◆ **Input for this task**
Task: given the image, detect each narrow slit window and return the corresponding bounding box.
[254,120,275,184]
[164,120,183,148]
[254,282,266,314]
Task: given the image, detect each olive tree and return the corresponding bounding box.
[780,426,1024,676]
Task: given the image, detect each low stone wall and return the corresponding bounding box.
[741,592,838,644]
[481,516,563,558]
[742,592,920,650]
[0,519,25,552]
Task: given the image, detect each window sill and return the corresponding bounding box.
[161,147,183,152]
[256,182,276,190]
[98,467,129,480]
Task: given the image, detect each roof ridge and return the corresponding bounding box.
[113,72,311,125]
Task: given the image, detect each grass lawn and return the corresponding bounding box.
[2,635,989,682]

◆ **Task to complete**
All of the data, from the first line to the last, should be written out exactly.

◆ **Answer to this exercise**
Task: given the image, detect each narrow slit window and return the corresponding bounding box.
[254,120,275,184]
[164,120,183,148]
[254,282,266,314]
Task: given the image, detect each olive tree and return the corresponding bounding box.
[780,426,1024,676]
Task: given the image, detect each low stone wall and return the corresponding bounding box.
[741,592,838,644]
[481,516,563,558]
[742,592,920,650]
[0,519,25,552]
Task: given the image, detect each window sill and return the corresponding bounding box.
[161,147,183,152]
[256,182,276,190]
[98,467,129,480]
Task: given the image, detect each roof ridge and return the corresponding bounding box.
[113,72,311,125]
Task: given the image, detect each grass lawn and return the corresponding bounding box.
[2,635,989,682]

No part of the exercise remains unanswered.